▸ **Task description**
Your reply should consist of the entries, copied exactly and stripped of images.

▸ **Dataset extract**

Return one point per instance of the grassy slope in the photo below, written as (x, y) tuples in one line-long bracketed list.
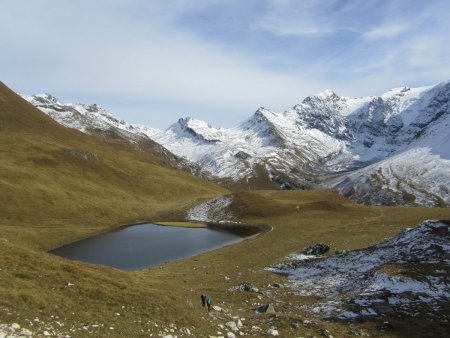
[(54, 179), (51, 194)]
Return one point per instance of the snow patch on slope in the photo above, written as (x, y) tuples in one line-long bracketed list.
[(373, 277), (213, 211)]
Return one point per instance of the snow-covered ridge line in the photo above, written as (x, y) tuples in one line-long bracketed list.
[(387, 149)]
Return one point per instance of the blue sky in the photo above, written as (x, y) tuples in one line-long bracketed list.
[(152, 62)]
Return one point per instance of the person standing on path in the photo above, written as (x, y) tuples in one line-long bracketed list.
[(203, 297)]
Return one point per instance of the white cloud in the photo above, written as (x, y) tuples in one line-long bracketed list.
[(107, 54), (284, 27), (387, 31)]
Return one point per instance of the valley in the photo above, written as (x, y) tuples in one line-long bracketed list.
[(59, 185)]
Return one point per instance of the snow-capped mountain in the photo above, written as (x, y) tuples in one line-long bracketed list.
[(92, 119), (393, 148)]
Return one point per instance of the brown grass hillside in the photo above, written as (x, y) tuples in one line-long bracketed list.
[(54, 178)]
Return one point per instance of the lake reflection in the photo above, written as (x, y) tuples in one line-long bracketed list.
[(145, 245)]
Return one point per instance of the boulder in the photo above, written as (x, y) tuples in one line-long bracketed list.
[(232, 326), (266, 308), (316, 249), (272, 332)]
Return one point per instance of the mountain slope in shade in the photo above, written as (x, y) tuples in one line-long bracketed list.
[(371, 148)]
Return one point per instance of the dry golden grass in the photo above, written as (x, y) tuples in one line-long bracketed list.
[(183, 224)]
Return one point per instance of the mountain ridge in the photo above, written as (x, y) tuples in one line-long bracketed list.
[(325, 140)]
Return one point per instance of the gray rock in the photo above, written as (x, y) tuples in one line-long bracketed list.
[(232, 326), (316, 249), (267, 308), (272, 332)]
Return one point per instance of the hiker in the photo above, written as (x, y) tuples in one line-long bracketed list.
[(203, 297)]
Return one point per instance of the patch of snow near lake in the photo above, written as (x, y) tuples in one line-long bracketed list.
[(410, 268), (214, 210)]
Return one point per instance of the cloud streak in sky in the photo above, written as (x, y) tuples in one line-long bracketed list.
[(153, 61)]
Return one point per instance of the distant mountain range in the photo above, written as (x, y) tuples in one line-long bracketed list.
[(388, 149)]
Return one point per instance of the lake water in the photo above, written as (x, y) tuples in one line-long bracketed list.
[(144, 245)]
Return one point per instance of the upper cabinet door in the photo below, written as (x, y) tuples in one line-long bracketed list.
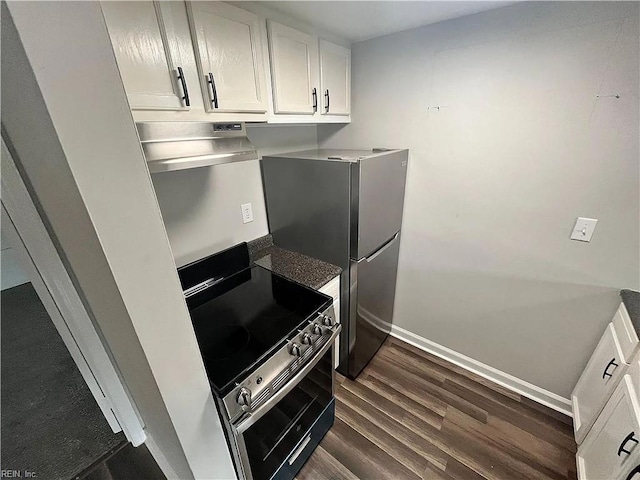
[(149, 64), (294, 70), (335, 79), (228, 51)]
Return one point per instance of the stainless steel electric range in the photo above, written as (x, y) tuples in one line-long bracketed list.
[(267, 345)]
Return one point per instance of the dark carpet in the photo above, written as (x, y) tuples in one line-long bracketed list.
[(51, 424)]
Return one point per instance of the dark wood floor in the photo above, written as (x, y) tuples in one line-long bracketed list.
[(411, 415)]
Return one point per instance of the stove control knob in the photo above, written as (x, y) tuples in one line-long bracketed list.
[(244, 397), (295, 350)]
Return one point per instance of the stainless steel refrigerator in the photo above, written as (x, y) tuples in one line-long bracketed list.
[(344, 207)]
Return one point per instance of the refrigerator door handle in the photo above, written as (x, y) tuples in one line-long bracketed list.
[(381, 250)]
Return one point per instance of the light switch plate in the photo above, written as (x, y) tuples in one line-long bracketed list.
[(583, 230), (247, 212)]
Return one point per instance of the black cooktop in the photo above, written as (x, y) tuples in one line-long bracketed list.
[(244, 316)]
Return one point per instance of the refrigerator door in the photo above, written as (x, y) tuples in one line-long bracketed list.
[(377, 196), (372, 293)]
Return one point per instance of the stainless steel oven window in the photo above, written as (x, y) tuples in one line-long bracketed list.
[(269, 442)]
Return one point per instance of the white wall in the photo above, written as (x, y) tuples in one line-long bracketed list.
[(11, 273), (201, 207), (520, 147)]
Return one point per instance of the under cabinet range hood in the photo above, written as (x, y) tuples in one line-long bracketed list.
[(172, 146)]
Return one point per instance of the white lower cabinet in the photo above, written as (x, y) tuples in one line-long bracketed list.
[(605, 368), (333, 290), (612, 443), (606, 406)]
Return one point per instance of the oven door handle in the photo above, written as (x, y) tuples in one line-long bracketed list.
[(264, 408)]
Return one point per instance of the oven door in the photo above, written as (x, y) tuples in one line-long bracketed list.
[(271, 439)]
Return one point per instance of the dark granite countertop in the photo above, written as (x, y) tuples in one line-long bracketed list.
[(300, 268), (631, 302)]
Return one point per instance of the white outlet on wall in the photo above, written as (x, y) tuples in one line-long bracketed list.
[(583, 229), (247, 212)]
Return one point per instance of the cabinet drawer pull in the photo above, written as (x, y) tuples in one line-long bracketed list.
[(184, 87), (627, 439), (214, 92), (632, 473), (606, 369)]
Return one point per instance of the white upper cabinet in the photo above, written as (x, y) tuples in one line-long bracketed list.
[(294, 70), (143, 38), (208, 61), (335, 79), (228, 48)]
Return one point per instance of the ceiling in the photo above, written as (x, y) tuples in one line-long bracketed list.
[(361, 20)]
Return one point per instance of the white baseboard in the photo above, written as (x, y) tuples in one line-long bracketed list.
[(540, 395)]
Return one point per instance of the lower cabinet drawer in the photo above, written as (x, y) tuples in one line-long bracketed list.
[(603, 372), (611, 448)]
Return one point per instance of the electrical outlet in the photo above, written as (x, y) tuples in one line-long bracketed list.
[(247, 212), (583, 229)]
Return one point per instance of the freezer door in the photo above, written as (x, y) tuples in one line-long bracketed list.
[(373, 289), (377, 196)]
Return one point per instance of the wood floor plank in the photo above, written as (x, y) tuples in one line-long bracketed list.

▸ **Completed task**
Return one point per instance of the grassy slope in the photo below, written as (x, y) tuples in one line-long bracketed list.
[(54, 179), (51, 194)]
Return one point per instance of the snow patch on slope in the photo above, written as (x, y) tuples in one line-long bracketed list.
[(373, 277), (213, 211)]
Return one point per instance of the snow-covered ridge line in the photo above, written as (x, y) tuples in one line-long bracketed list.
[(387, 149)]
Return one point per instance of the blue sky in the photo above, written as (x, y) tuples in one line-long bracketed list.
[(152, 62)]
Return one point per instance of the person standing on path in the photo above, written as (x, y) tuples in one line-long bracketed list.
[(203, 297)]
Return one point per instance of the white cloud in the photo above, written as (x, y) tuples in one line-long bracketed list.
[(107, 54), (284, 27), (387, 31)]
Return one point per instance of the valley in the photo above, written as (x, y) tuples in one line-long bracketed list.
[(59, 185)]
Return one point per instance of the snow-capped mountain in the photo above, written as (x, y) tuples in one line-long bracketed list.
[(92, 119), (393, 148)]
Return one point per instance of the brown grass hillside in the photo above, written as (x, y) tuples in one line-long bracketed list.
[(54, 178)]
Return one point per instance of the lake reflection in the photo above, written as (x, y) tuples in one line-long bracketed list.
[(145, 245)]
Return one point per instance of the boulder in the photo above, written as (x, y) tuples in one line-long bracketed list.
[(232, 326), (266, 308), (316, 249), (272, 332)]
Return one point per instance of the mountain slope in shade in the photo above, written as (x, y) tuples in one line-long bracketed list.
[(371, 148)]
Return one point per instance of the dry golden grass in the photo above, written as (x, y) tuples in one line-long bracketed list.
[(183, 224)]
Return one point per instance of the mountain ridge in the photo above, written as (x, y) tuples in one line-long bracketed list.
[(325, 140)]
Return one point per instance of the gray rock in the photo above, written as (x, y) tuples in one line-long bracketed list.
[(232, 326), (316, 249), (267, 308), (272, 332)]
Return one point per instance of the hiker in the photo above, written as (x, y) tuples in one line-long bracketed list.
[(203, 297)]
Return one point per instance of the patch of snow near lake in the photo above, written as (x, y) tuples in one line-long bracketed list.
[(410, 268), (214, 210)]
Return one point per instance of the cloud streak in sky in the photo above, written as (x, y) tuples in one line-long bracketed list.
[(153, 61)]
Return one point per instance of the distant mountain range in the photo above, written as (x, y) tuples in one line-long bracketed list.
[(388, 149)]
Return one point per instance of the lake water in the photo above, written as (x, y) tuples in one line-long bracketed list.
[(144, 245)]
Return one point per instance of the upper cabinet door in the photo below, written as (x, y) tuples in one line-long bracketed list.
[(149, 64), (294, 70), (335, 79), (228, 51)]
Return one point per instance of the stainless steel electric range in the photo above, written as (x, y) tuples in one line-long bracketed list.
[(267, 345)]
Return one point per instance of the dark carpet in the photo above, written as (x, y) tuples in one line-long bracketed list.
[(51, 424)]
Return one point per instance of the dark wood floor in the photo above, written as (x, y) tuples in one line-long bracketed list.
[(411, 415)]
Return one point per instance of the stove control knob in the photo above, written as (x, y) tuples in one line-long bracketed list.
[(244, 397), (295, 350)]
Return one point per instance of the stainless steel refrigerator in the photo above, written as (x, y) tuples in one line-long bracketed list.
[(344, 207)]
Return one point per instance of the refrigerator door handle in the photo above, written as (x, y) tuples in one line-long bracketed list.
[(381, 250)]
Return one point per instance of the light switch plate in the photo above, written as (x, y) tuples in one line-long bracketed list.
[(583, 230), (247, 212)]
Return one point per instance of the black cooktop in the photo above, written as (x, y) tuples in one line-long bracketed list.
[(244, 316)]
Return one point per instance of the refrigerator door in the photo above, written as (x, y) tuples in one line-long bracketed list.
[(377, 196), (372, 293)]
Return one point per instance of the stainless steel oven window in the photo above, written as (x, y) tuples in one line-long bracketed list.
[(269, 442)]
Return one point per instance of the white wall in the photo above, written as (x, y) tuples in one line-long bracketed list.
[(11, 273), (201, 207), (520, 147)]
Return one point per instance of the under cabinet range hood in the photo above, written as (x, y) tuples in one line-long bracketed list.
[(172, 146)]
Return one point per instance of the white lower cabinet in the photo above, written as (x, y) tuples in one line-long bracketed list.
[(605, 368), (333, 290), (612, 443), (606, 406)]
Return one point per instance of the oven door handle in the photo above, written as (x, y) tuples in one line-long bracketed list.
[(264, 408)]
Return one point per instance of the oven door in the photo above, written as (x, y) tuples in one line-long bracketed list.
[(271, 439)]
Return one point per instance of the dark granite countertop in the photo above, written as (x, y) tuples in one line-long bracketed list.
[(300, 268), (631, 302)]
Return one point per instance of the white outlet on wall in the photo above, written as (x, y) tuples in one line-long bracketed list.
[(583, 229), (247, 212)]
Return one point per instance of the cabinet drawer pull in the photo above, written as (x, y) tuples in one line-long bracketed list.
[(184, 87), (627, 439), (214, 92), (632, 473), (606, 369)]
Return one point per instance of the white upper cabinet in the photo above, written as (x, y) tuples in one line-long bracketed list.
[(294, 70), (143, 38), (208, 61), (335, 79), (228, 48)]
Return one point per instance of the ceiling in the photo above, written as (x, y) tuples in one line-long bracketed list.
[(361, 20)]
Return one point per instance of the white baseboard in the photo above, written as (x, y) tuples in one line-long bracketed list.
[(540, 395)]
Return one point per instance of the lower cabinet drawer in the photo above, written as (x, y) tuples in one line-long bracketed list.
[(603, 372), (611, 448)]
Return one point per instance of the electrical outlet in the photo above, written as (x, y) tuples in one line-long bracketed list.
[(247, 212), (583, 229)]
Return one point per instance of the freezer door in the photo above, written as (x, y) tuples in one line-long bracketed list.
[(373, 289), (377, 196)]
Return one point per instance of the wood floor plank in the photo above, written as (x, y) tuples in one line-long bracketed list.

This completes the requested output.